Exercise directions
Answer these questions about the account of the therapist appointment:
(a) What name did the writer give for the comedian the therapist described?
(b) How many days was the dachshund gone?
(c) Why had the piglet been brought into the office?

Quoted passage
Today I had another therapist appointment. She began the session by trying to tell me about Jay Leno on the “Tonight Show” last night and how she really liked this “black female comedian who must be new.” I mentioned the name Wanda Sykes and she said, “Yeah! That’s her!” I began to list a number of television shows, movies, and voiceovers she’d done before and my therapist still had no idea who she is but thinks she’s the funniest person she’s heard in a long time. I agree, Ms. Sykes is funny. But then my therapist attempted to recount the entire conversation and all of the jokes between Jay and Wanda, but she couldn’t remember all of the bits.
She sat there trying to tell me jokes and repeat what had made her laugh so hard but couldn’t remember all of the punchlines or even some of the stories. What she did tell me didn’t make any sense at all.
Then she began to tell me the story of how her dachshund had escaped from her house when a friend was dog-sitting and the very intricate details of how turkey hunters and neighbors (she lives in the country, so “neighbor” means “lives within a mile of you”) had seen the dog but weren’t able to catch it. On and on the story went and she was stunned that the dog had been gone for 15 days and had survived. The vet says it has tapeworms now because it was probably eating rabbits while it was away. She couldn’t believe that her dog, a pampered pet, could kill something.
I reminded her that dachshunds were bred for hunting and ratting. They’re low to the ground and have short legs so they can follow their prey into the burrows. And, most importantly, that it’s a dog and when hunger sets in it’s not going to debate over whether or not the food comes from a can or hole in the ground. It will go back to its nature and hunt, especially if it’s a breed originally designed for that.
She kept on-and-on about how shocking it was and could I possibly believe that her dog (which I’ve never met) could do something like that and then, oh by the way, did I know that her pig was getting bigger? I had to stop for a second and ask her to repeat herself. She was telling me that the small piglet she’d been bringing into the office because its mother had stepped on it and it had a large wound that needed to be cared for was doing much better and is getting bigger. She also asked me what she should do with such a large animal. She’s raised pigs before, so she knows that sows can become VERY large. I suggested that she make it a banquet centerpiece but she said there was no way she could eat it. She might consider breeding it but she doesn’t know what to do with such a large animal.
Hey….here’s a fun fact — if you breed a very large animal, its young will also become very large animals!! If you think you don’t have room for one now, having a bunch of others isn’t going to help your space issues!!

Recorded data
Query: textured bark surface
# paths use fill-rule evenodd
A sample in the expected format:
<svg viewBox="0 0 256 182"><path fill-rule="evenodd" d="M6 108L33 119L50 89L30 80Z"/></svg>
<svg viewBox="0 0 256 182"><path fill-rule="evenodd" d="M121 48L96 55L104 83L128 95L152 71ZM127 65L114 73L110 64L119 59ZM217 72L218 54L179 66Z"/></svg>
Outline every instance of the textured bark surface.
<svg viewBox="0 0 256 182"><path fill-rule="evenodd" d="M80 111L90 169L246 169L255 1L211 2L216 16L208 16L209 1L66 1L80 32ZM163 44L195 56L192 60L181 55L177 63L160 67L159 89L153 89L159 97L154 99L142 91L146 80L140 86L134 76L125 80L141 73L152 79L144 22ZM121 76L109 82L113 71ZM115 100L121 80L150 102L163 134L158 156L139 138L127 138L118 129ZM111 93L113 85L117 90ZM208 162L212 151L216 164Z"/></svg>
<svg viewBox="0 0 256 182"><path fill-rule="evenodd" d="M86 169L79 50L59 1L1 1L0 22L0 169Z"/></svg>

Written solution
(a) Wanda Sykes.
(b) 15 days.
(c) Its mother had stepped on it, and it had a large wound that needed to be cared for.